▶ STATED TASK: All of the material below is to be returned exactly.

▶ ROWS:
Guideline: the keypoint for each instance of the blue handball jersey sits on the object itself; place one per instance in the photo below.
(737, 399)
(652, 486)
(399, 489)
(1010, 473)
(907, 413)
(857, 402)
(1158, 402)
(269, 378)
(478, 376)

▶ SOLUTION FOR THIS TASK:
Guideline: the keypoint for each instance of the blue handball jersey sits on the object itself; place one per instance in the photo below.
(737, 399)
(652, 486)
(399, 489)
(1010, 473)
(907, 413)
(857, 402)
(1158, 402)
(269, 378)
(478, 376)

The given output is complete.